▶ Task directions
Nothing other than the lines from the one containing "Rules: pick out each instance of the bicycle helmet" through the last line of the data below should be output, each reproduced exactly.

▶ Exercise inputs
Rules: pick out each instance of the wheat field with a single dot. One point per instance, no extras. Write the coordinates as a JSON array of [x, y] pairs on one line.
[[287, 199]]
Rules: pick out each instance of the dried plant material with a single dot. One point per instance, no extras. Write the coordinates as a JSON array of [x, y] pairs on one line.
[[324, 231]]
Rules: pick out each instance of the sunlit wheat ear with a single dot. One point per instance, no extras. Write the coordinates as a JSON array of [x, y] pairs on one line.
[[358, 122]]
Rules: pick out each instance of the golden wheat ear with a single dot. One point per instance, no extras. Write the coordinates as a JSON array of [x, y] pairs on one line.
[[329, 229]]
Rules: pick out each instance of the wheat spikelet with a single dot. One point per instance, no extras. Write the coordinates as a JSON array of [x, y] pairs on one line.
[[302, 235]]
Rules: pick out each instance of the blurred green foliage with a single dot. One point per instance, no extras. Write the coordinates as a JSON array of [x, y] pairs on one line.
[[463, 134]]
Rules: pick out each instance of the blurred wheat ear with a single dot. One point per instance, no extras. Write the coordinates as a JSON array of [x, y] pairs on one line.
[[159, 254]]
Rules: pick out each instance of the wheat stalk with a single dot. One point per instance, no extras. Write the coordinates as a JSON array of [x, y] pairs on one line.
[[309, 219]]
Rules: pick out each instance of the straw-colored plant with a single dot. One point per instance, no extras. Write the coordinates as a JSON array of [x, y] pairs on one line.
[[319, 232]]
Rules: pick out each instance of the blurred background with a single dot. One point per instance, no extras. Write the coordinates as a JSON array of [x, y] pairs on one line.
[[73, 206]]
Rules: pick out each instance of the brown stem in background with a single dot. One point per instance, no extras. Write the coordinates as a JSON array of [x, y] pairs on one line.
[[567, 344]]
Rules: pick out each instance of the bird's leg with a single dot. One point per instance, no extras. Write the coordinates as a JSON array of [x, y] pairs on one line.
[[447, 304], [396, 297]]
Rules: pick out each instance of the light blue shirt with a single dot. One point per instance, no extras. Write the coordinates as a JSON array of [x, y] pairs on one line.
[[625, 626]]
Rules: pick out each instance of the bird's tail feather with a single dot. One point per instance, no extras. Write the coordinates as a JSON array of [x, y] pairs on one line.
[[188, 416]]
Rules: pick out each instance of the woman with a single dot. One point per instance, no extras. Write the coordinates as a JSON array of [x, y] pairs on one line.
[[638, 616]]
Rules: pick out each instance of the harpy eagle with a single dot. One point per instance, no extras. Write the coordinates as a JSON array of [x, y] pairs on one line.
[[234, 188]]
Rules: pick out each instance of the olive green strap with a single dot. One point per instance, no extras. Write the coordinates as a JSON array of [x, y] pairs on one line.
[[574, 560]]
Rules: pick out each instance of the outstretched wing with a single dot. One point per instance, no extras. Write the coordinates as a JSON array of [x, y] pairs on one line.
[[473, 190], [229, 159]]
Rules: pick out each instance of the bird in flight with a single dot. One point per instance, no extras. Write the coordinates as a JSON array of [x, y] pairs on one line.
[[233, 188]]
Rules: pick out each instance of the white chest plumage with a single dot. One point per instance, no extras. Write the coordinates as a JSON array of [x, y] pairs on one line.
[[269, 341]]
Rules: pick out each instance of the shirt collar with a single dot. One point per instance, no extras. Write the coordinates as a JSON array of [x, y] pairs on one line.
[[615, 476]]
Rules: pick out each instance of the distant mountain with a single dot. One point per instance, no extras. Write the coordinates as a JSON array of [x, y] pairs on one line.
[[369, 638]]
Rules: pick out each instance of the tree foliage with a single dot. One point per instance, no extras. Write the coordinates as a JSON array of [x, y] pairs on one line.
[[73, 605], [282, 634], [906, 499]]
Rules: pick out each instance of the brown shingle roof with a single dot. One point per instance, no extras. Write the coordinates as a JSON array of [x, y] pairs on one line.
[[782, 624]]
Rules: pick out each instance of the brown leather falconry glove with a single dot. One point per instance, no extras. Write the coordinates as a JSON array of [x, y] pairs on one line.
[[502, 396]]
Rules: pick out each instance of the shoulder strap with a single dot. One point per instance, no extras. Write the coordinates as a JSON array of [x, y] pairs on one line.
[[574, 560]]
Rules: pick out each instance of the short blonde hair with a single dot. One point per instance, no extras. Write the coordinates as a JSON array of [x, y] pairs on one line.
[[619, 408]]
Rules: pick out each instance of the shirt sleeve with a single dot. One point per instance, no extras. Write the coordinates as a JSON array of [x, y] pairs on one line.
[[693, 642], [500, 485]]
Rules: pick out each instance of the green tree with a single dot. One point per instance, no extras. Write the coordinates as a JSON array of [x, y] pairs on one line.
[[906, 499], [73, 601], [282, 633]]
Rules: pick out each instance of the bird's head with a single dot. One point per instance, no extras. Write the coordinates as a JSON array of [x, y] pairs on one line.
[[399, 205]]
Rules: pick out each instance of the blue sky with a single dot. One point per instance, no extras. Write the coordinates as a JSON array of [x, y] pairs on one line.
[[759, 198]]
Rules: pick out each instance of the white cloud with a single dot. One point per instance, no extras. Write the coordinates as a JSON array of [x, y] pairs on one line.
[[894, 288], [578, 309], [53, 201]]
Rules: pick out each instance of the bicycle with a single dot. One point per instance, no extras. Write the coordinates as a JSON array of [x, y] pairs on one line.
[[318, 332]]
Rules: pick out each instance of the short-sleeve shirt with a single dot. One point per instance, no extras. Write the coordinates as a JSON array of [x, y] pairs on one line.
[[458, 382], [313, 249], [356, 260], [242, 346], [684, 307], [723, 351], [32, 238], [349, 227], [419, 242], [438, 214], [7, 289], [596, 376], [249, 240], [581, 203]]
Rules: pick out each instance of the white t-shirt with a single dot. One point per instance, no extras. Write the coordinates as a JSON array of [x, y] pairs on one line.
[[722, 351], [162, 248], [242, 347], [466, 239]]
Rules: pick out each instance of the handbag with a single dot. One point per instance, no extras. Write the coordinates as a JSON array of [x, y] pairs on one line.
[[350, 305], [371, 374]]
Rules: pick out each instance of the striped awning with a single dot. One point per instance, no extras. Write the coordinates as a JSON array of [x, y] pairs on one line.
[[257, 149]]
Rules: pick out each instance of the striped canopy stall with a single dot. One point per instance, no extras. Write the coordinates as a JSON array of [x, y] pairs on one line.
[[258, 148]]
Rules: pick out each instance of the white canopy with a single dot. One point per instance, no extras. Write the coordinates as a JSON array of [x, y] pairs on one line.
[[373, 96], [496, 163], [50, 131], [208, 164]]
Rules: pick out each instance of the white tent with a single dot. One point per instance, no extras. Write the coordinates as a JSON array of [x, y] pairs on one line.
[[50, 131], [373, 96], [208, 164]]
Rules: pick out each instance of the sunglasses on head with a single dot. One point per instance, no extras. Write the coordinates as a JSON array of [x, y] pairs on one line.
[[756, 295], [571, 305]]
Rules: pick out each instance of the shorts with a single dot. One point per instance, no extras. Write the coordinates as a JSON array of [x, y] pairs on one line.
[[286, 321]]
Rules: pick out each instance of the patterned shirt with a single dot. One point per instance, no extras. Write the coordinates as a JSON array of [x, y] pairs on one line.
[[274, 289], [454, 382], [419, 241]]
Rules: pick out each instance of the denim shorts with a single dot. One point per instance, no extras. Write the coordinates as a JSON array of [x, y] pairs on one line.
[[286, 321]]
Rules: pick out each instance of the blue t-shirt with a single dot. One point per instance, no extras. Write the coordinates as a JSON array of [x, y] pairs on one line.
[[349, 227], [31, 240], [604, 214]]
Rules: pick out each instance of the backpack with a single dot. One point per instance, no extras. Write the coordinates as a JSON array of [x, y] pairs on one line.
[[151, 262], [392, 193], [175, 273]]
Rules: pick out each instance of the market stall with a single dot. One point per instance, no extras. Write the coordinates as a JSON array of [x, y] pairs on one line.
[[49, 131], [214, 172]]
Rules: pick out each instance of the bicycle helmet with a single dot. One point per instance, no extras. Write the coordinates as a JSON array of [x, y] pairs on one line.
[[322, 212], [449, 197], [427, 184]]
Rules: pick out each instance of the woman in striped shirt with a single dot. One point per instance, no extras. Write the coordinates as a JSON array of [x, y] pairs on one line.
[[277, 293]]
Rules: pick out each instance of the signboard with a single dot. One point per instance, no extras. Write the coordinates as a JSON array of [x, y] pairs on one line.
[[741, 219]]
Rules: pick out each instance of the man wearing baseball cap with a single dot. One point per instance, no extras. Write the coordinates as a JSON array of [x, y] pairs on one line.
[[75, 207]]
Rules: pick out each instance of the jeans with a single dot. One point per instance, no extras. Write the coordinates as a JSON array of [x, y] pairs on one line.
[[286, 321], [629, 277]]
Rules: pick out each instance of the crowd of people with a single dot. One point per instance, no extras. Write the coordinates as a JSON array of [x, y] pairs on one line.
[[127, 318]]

▶ Result of the exercise
Rules: pick out each instance of the bicycle helmet with a single dot. One point per instance, no extras. Write the coordinates as a JSON array of [x, y] pairs on one line.
[[322, 212], [449, 197], [427, 184]]
Rules: pick out each instance of the woman in striped shirt with a single dot. One point per instance, no extras. Write the coordinates as a JSON array of [x, y] pairs on one line.
[[277, 293]]
Rules: pick out each instance of the signboard with a single dot. One point per instance, no extras. Write the coordinates as a JSON array of [x, y] pairs on one line.
[[741, 219]]
Rules: pick out each instance of the man wearing baseball cap with a single dot. One point per instance, no extras. Write the coordinates as a JSON array of [x, y] pairs on one line.
[[75, 207]]
Rules: pick out each instance of the jeans with a single dot. One point per instance, no extras. Write the coordinates as a JSON array of [x, y] pairs on one line.
[[286, 321], [629, 277]]
Rules: pick out each instance of the crowd of people with a single dot. One point per instance, no extras. Write the coordinates as a JSON array of [x, y] pairs on one line.
[[127, 318]]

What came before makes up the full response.